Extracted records
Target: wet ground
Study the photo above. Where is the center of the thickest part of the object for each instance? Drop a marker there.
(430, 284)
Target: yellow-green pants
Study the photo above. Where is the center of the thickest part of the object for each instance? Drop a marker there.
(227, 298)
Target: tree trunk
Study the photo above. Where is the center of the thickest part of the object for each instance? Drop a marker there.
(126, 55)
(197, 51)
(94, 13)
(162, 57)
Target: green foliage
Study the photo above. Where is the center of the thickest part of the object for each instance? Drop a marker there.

* **Aim**:
Write out all of the data above again, line for line, without altering a single character.

* **Answer to this exercise**:
Target: wet ground
Study the photo above. Where is the center of the thickest part of the object for each instance? Drop a marker there.
(430, 284)
Target: yellow-green pants
Study the photo above. Where is the center of the thickest part of the object for each instance? Drop a marker there.
(227, 298)
Target: tree trunk
Study the photo above. Where is the center of the thickest part of the object for each instance? Drop a marker there.
(126, 55)
(197, 51)
(94, 13)
(162, 57)
Target: green foliage
Study the photo above. Where is the center of the thickest part of the object for each instance? Drop a marker there.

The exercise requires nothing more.